··· Data supplied

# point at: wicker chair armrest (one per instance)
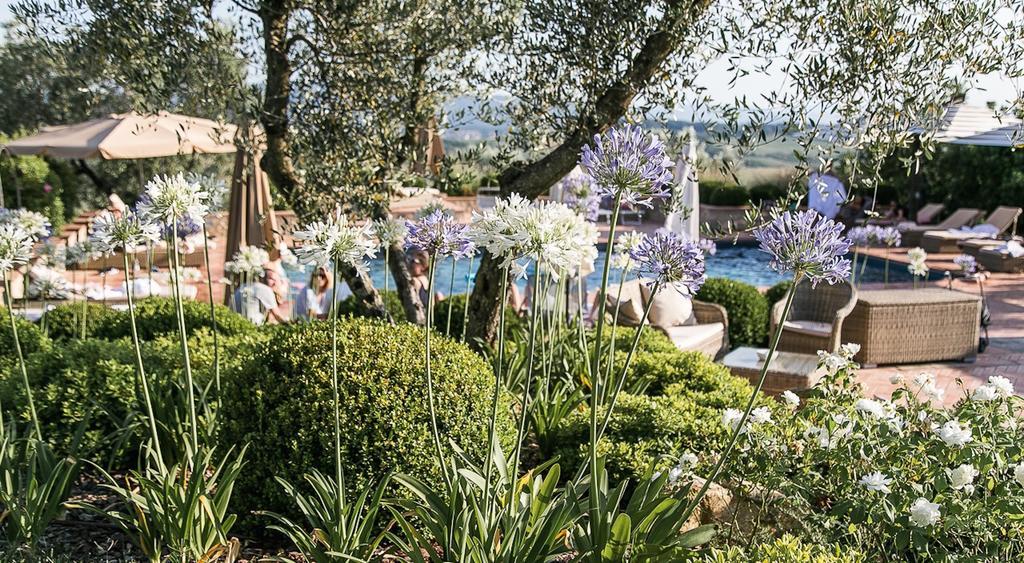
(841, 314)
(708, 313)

······
··· Data supplied

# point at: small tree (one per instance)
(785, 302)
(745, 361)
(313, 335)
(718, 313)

······

Pull out every line of the entries above that contains the word "instance", treating uppercase and lowercase as different.

# point at: wicker chair armrest (one per instance)
# point at: small tree (one per instance)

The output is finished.